Pick every line from the data that holds the word "string".
*** Input data Section Begins ***
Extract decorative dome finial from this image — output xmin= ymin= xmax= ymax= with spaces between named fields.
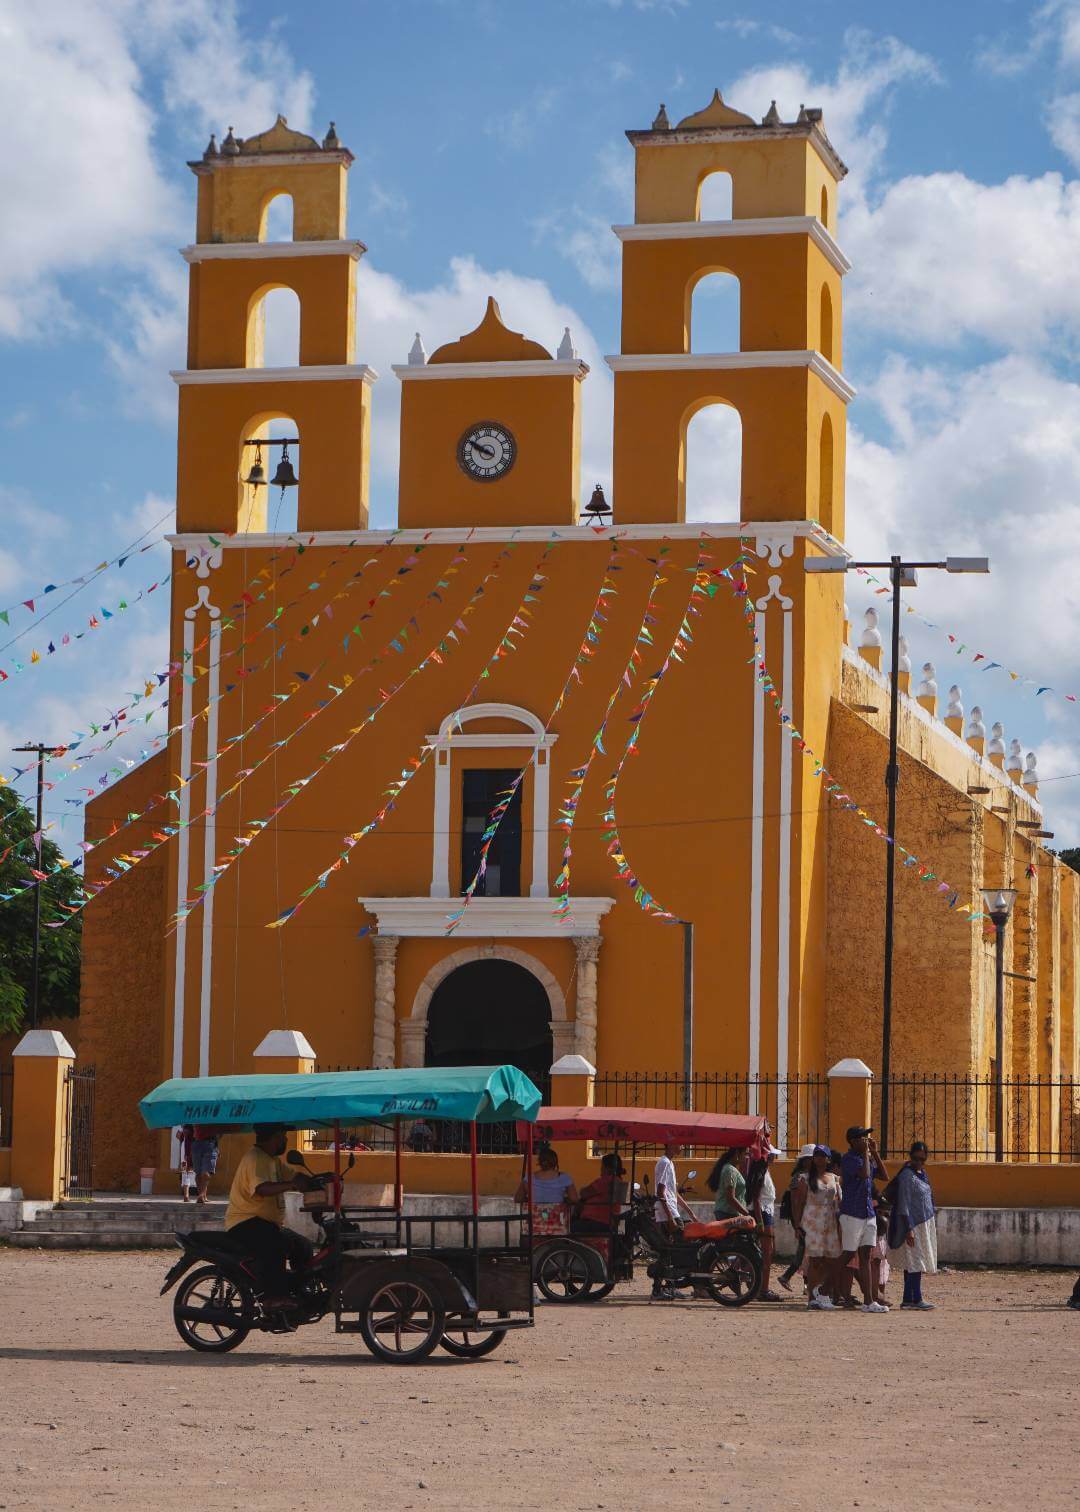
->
xmin=762 ymin=100 xmax=781 ymax=126
xmin=557 ymin=326 xmax=578 ymax=360
xmin=407 ymin=332 xmax=428 ymax=366
xmin=323 ymin=121 xmax=341 ymax=150
xmin=221 ymin=126 xmax=240 ymax=156
xmin=203 ymin=133 xmax=219 ymax=160
xmin=652 ymin=103 xmax=671 ymax=130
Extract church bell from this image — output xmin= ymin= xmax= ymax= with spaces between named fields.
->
xmin=270 ymin=442 xmax=299 ymax=491
xmin=242 ymin=444 xmax=266 ymax=488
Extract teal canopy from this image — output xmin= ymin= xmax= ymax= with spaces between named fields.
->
xmin=139 ymin=1064 xmax=542 ymax=1132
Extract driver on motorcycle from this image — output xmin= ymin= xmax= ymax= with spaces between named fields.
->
xmin=225 ymin=1124 xmax=323 ymax=1310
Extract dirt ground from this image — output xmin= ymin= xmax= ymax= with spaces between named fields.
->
xmin=0 ymin=1251 xmax=1077 ymax=1512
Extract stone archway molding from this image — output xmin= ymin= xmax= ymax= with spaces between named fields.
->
xmin=400 ymin=943 xmax=574 ymax=1068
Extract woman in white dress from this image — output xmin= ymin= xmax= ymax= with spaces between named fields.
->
xmin=887 ymin=1140 xmax=938 ymax=1310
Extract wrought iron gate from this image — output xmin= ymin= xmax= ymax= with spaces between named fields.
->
xmin=62 ymin=1064 xmax=96 ymax=1199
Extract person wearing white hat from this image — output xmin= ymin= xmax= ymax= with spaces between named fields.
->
xmin=778 ymin=1142 xmax=817 ymax=1293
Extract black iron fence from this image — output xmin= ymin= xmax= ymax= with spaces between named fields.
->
xmin=61 ymin=1063 xmax=96 ymax=1199
xmin=871 ymin=1073 xmax=1080 ymax=1162
xmin=0 ymin=1065 xmax=12 ymax=1147
xmin=309 ymin=1065 xmax=550 ymax=1155
xmin=592 ymin=1071 xmax=830 ymax=1157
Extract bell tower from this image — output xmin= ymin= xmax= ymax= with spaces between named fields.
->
xmin=174 ymin=115 xmax=375 ymax=534
xmin=609 ymin=91 xmax=852 ymax=536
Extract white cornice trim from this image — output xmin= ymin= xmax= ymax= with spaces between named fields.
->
xmin=425 ymin=733 xmax=559 ymax=750
xmin=392 ymin=359 xmax=589 ymax=383
xmin=170 ymin=363 xmax=378 ymax=386
xmin=358 ymin=895 xmax=616 ymax=938
xmin=182 ymin=239 xmax=366 ymax=263
xmin=169 ymin=520 xmax=846 ymax=551
xmin=605 ymin=349 xmax=856 ymax=403
xmin=611 ymin=216 xmax=851 ymax=276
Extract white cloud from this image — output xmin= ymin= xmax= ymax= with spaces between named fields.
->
xmin=844 ymin=353 xmax=1080 ymax=842
xmin=354 ymin=255 xmax=613 ymax=524
xmin=1048 ymin=89 xmax=1080 ymax=167
xmin=716 ymin=18 xmax=800 ymax=46
xmin=484 ymin=86 xmax=561 ymax=152
xmin=843 ymin=171 xmax=1080 ymax=353
xmin=726 ymin=29 xmax=942 ymax=189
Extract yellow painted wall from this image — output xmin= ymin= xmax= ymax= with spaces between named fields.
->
xmin=633 ymin=135 xmax=839 ymax=224
xmin=397 ymin=376 xmax=581 ymax=530
xmin=187 ymin=254 xmax=356 ymax=369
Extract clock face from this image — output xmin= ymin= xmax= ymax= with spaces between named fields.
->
xmin=457 ymin=422 xmax=517 ymax=482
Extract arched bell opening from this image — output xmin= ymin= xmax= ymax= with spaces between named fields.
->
xmin=259 ymin=191 xmax=295 ymax=242
xmin=818 ymin=412 xmax=835 ymax=534
xmin=686 ymin=268 xmax=740 ymax=355
xmin=697 ymin=169 xmax=733 ymax=221
xmin=238 ymin=411 xmax=301 ymax=534
xmin=681 ymin=398 xmax=743 ymax=522
xmin=246 ymin=283 xmax=301 ymax=369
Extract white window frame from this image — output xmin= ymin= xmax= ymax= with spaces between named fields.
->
xmin=429 ymin=703 xmax=557 ymax=900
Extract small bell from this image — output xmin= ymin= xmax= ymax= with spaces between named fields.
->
xmin=583 ymin=483 xmax=612 ymax=523
xmin=243 ymin=444 xmax=266 ymax=487
xmin=270 ymin=441 xmax=299 ymax=492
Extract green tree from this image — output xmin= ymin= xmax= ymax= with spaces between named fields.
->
xmin=1059 ymin=848 xmax=1080 ymax=876
xmin=0 ymin=785 xmax=83 ymax=1035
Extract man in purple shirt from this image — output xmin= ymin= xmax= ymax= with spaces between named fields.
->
xmin=839 ymin=1125 xmax=889 ymax=1313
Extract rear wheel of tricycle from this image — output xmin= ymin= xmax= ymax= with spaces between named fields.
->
xmin=703 ymin=1244 xmax=762 ymax=1307
xmin=440 ymin=1312 xmax=509 ymax=1358
xmin=535 ymin=1244 xmax=593 ymax=1303
xmin=358 ymin=1272 xmax=446 ymax=1364
xmin=581 ymin=1278 xmax=617 ymax=1302
xmin=173 ymin=1265 xmax=252 ymax=1352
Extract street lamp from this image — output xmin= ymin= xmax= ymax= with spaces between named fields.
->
xmin=805 ymin=551 xmax=990 ymax=1153
xmin=980 ymin=886 xmax=1017 ymax=1162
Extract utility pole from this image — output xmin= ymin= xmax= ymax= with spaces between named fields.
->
xmin=12 ymin=742 xmax=63 ymax=1031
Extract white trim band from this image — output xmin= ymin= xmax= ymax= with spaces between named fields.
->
xmin=359 ymin=896 xmax=615 ymax=938
xmin=392 ymin=359 xmax=589 ymax=383
xmin=182 ymin=239 xmax=366 ymax=263
xmin=171 ymin=364 xmax=378 ymax=387
xmin=612 ymin=216 xmax=851 ymax=276
xmin=605 ymin=349 xmax=856 ymax=404
xmin=169 ymin=520 xmax=847 ymax=551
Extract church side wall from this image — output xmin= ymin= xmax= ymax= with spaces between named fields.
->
xmin=79 ymin=749 xmax=169 ymax=1190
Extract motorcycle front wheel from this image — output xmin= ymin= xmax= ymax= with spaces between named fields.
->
xmin=702 ymin=1244 xmax=762 ymax=1308
xmin=173 ymin=1265 xmax=253 ymax=1352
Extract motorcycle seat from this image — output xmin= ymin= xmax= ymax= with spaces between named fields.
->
xmin=179 ymin=1229 xmax=250 ymax=1257
xmin=682 ymin=1216 xmax=755 ymax=1241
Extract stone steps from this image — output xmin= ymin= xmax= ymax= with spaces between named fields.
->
xmin=9 ymin=1198 xmax=227 ymax=1250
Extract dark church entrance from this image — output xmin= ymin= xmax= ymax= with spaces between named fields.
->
xmin=424 ymin=958 xmax=553 ymax=1147
xmin=425 ymin=958 xmax=552 ymax=1086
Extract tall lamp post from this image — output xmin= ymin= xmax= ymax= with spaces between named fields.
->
xmin=980 ymin=886 xmax=1017 ymax=1162
xmin=805 ymin=553 xmax=989 ymax=1153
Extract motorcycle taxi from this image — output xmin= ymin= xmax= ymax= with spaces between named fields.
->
xmin=516 ymin=1105 xmax=769 ymax=1306
xmin=140 ymin=1064 xmax=542 ymax=1364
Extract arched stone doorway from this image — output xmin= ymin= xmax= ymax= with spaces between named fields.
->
xmin=424 ymin=958 xmax=553 ymax=1089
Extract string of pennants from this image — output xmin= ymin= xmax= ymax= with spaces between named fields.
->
xmin=598 ymin=545 xmax=715 ymax=924
xmin=444 ymin=540 xmax=623 ymax=934
xmin=43 ymin=541 xmax=481 ymax=927
xmin=553 ymin=549 xmax=670 ymax=918
xmin=732 ymin=540 xmax=990 ymax=926
xmin=853 ymin=566 xmax=1075 ymax=707
xmin=0 ymin=567 xmax=172 ymax=683
xmin=0 ymin=531 xmax=412 ymax=822
xmin=0 ymin=526 xmax=170 ymax=631
xmin=267 ymin=539 xmax=559 ymax=931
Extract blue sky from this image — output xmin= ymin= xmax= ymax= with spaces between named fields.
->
xmin=2 ymin=0 xmax=1080 ymax=850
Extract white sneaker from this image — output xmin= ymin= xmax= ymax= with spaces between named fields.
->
xmin=808 ymin=1290 xmax=836 ymax=1310
xmin=861 ymin=1301 xmax=889 ymax=1313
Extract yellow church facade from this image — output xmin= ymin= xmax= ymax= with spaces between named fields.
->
xmin=76 ymin=103 xmax=1079 ymax=1189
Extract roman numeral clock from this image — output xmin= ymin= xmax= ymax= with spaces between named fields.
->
xmin=393 ymin=296 xmax=589 ymax=530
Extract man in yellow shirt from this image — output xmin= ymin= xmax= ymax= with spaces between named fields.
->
xmin=225 ymin=1124 xmax=318 ymax=1308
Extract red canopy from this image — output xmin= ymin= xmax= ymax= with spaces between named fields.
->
xmin=517 ymin=1105 xmax=770 ymax=1155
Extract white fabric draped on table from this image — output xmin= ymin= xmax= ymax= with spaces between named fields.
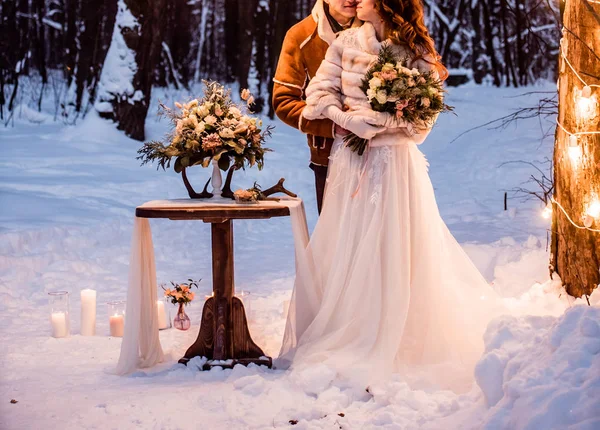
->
xmin=115 ymin=198 xmax=310 ymax=376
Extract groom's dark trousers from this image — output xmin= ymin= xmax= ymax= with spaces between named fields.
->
xmin=310 ymin=163 xmax=328 ymax=214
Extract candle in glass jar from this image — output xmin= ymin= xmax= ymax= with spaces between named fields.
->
xmin=157 ymin=300 xmax=169 ymax=330
xmin=109 ymin=314 xmax=124 ymax=337
xmin=80 ymin=289 xmax=96 ymax=336
xmin=51 ymin=312 xmax=69 ymax=338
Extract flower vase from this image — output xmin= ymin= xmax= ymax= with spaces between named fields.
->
xmin=173 ymin=303 xmax=191 ymax=331
xmin=211 ymin=159 xmax=222 ymax=198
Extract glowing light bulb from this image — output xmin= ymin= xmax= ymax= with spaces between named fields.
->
xmin=586 ymin=200 xmax=600 ymax=219
xmin=575 ymin=91 xmax=597 ymax=120
xmin=568 ymin=135 xmax=582 ymax=164
xmin=542 ymin=202 xmax=552 ymax=219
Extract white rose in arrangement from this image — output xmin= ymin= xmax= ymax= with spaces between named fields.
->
xmin=369 ymin=77 xmax=382 ymax=89
xmin=400 ymin=66 xmax=412 ymax=75
xmin=196 ymin=105 xmax=210 ymax=118
xmin=195 ymin=122 xmax=206 ymax=134
xmin=234 ymin=123 xmax=248 ymax=134
xmin=375 ymin=90 xmax=388 ymax=104
xmin=219 ymin=128 xmax=235 ymax=139
xmin=410 ymin=68 xmax=420 ymax=76
xmin=229 ymin=106 xmax=242 ymax=119
xmin=204 ymin=115 xmax=217 ymax=125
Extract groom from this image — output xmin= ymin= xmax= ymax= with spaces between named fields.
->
xmin=273 ymin=0 xmax=361 ymax=214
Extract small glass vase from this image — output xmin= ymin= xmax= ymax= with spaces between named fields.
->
xmin=173 ymin=303 xmax=191 ymax=331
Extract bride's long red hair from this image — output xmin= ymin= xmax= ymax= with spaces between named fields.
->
xmin=376 ymin=0 xmax=448 ymax=80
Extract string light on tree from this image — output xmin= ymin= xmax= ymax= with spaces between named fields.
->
xmin=576 ymin=86 xmax=598 ymax=121
xmin=542 ymin=201 xmax=553 ymax=219
xmin=568 ymin=134 xmax=582 ymax=165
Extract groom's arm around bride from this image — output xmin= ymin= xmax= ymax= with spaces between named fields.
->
xmin=272 ymin=0 xmax=361 ymax=214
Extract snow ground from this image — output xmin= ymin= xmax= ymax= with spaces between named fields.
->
xmin=1 ymin=83 xmax=599 ymax=429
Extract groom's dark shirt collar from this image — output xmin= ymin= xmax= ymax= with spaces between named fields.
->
xmin=323 ymin=2 xmax=355 ymax=34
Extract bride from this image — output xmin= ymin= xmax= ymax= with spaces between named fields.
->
xmin=276 ymin=0 xmax=503 ymax=391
*** Input data Section Ends ***
## Answer to this task:
Extract string of pennants from this image — output xmin= ymin= xmax= ymax= with spaces between named fields.
Extract string light on tree from this image — output xmin= ymin= xmax= ymax= with spaces between named fields.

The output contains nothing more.